**記事:**
YoutubeのガンチャンにVガン最大の問題作がアップされていたので雑観を書いてみる。話自体は面白い、というかアニメの作りというかテクニック?は本当に優れていると思う。おそらくスケジュールの都合上、この回はこれまでのお話をまとめた総集編になっている、で、普通のアニメだとただこれまでの絵を垂れ流すものになってしまうのだけど・・・・。冨野監督、ファーストやGレコなんかを見てもわかるように、既存の絵をまとめて別のお話、というか総集編自体も一つのお話として成立させる、本当に稀有な才能の持ち主だ・・・。余談だけど、この才能はクライアントからの要求を求められたスケジュールで仕上げる、ってことに対してはとても有能な才能だよね。だけど、何かの監督賞、作品賞を受賞するような作品を生み出すのには相性が悪いというか・・・・。うーん、だから富野監督は芸術的な作品を生み出したことで何か評価される監督ではなく、アニメを産業として成立させるために評価されている人なんだと思う

でも書いているけど、アニメを産業として成立させたから「文化功労章」を受賞した面もあるだろうし、ターンAやGレコみたいな作品を作って後に続くアニメータの道を作るみたいな役回りをやって、作品を作る側としてはまぁ、損な役回りだよなーと思わなくもない

ちょっと脱線したのでVガンに話を戻すと、この回は
「ウッソに幻覚を見せることでエンジェルハイロウ(天使の輪)のやばさを視聴者に印象付ける。ウッソの幻覚はシュラク隊の死亡シーンやカテジナに拒絶される、っていったような過去の話数のウッソのトラウマシーンを使う」

**課題:**
Vガンについての記事から、「Youtubeのガンチャンに」で始まり「ッソのトラウマシーンを使う」」まで続く部分を、一字一句変えずに引用してもらえますか？

**表示行:**
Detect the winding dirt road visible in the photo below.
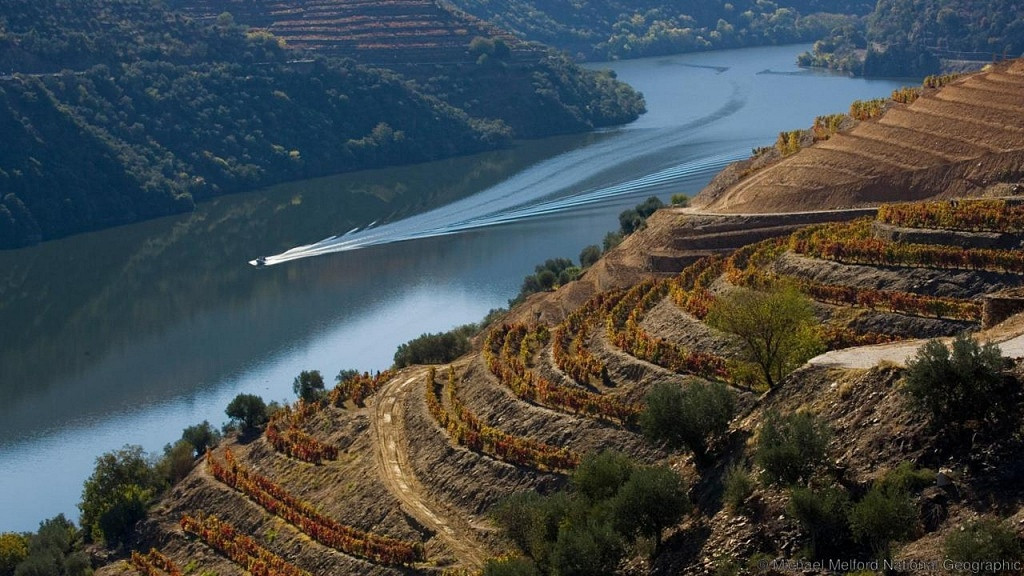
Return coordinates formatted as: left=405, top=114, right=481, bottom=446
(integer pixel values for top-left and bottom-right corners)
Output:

* * *

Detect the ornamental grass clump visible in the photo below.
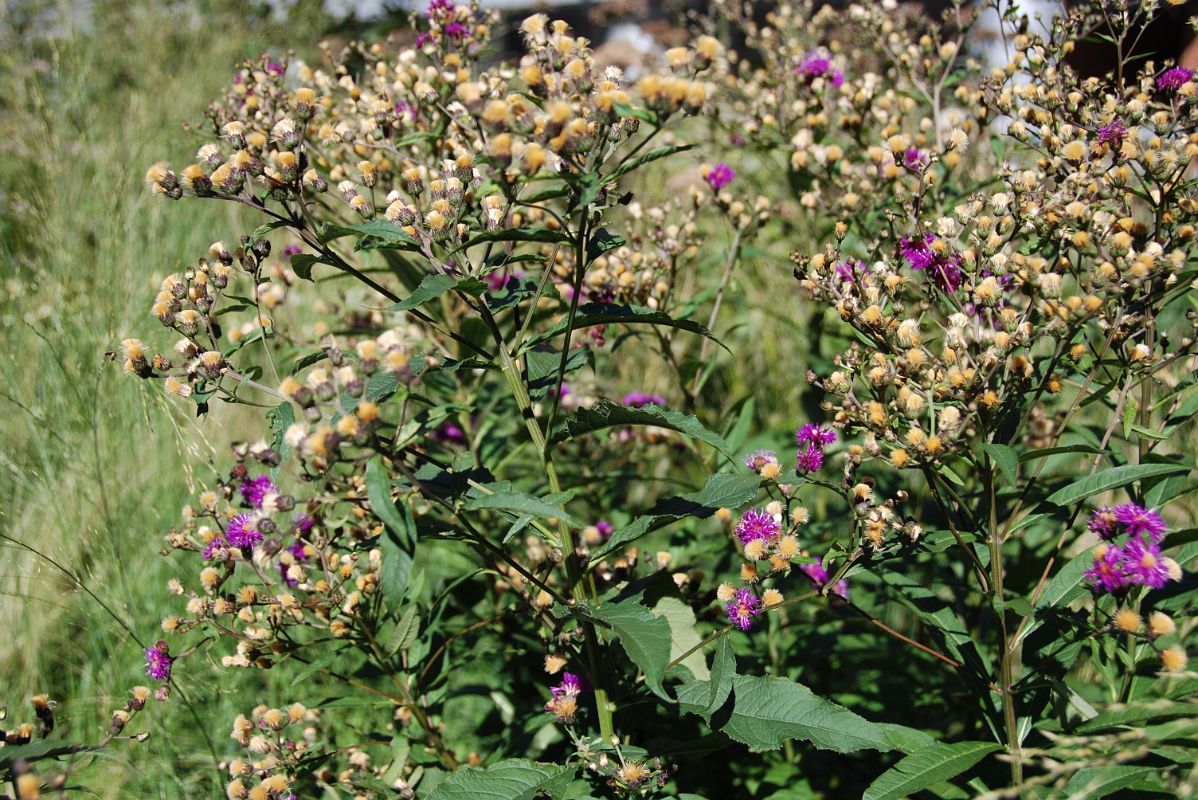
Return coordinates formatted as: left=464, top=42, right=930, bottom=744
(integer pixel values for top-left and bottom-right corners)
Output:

**解答例:**
YoutubeのガンチャンにVガン最大の問題作がアップされていたので雑観を書いてみる。話自体は面白い、というかアニメの作りというかテクニック?は本当に優れていると思う。おそらくスケジュールの都合上、この回はこれまでのお話をまとめた総集編になっている、で、普通のアニメだとただこれまでの絵を垂れ流すものになってしまうのだけど・・・・。冨野監督、ファーストやGレコなんかを見てもわかるように、既存の絵をまとめて別のお話、というか総集編自体も一つのお話として成立させる、本当に稀有な才能の持ち主だ・・・。余談だけど、この才能はクライアントからの要求を求められたスケジュールで仕上げる、ってことに対してはとても有能な才能だよね。だけど、何かの監督賞、作品賞を受賞するような作品を生み出すのには相性が悪いというか・・・・。うーん、だから富野監督は芸術的な作品を生み出したことで何か評価される監督ではなく、アニメを産業として成立させるために評価されている人なんだと思う

でも書いているけど、アニメを産業として成立させたから「文化功労章」を受賞した面もあるだろうし、ターンAやGレコみたいな作品を作って後に続くアニメータの道を作るみたいな役回りをやって、作品を作る側としてはまぁ、損な役回りだよなーと思わなくもない

ちょっと脱線したのでVガンに話を戻すと、この回は
「ウッソに幻覚を見せることでエンジェルハイロウ(天使の輪)のやばさを視聴者に印象付ける。ウッソの幻覚はシュラク隊の死亡シーンやカテジナに拒絶される、っていったような過去の話数のウッソのトラウマシーンを使う」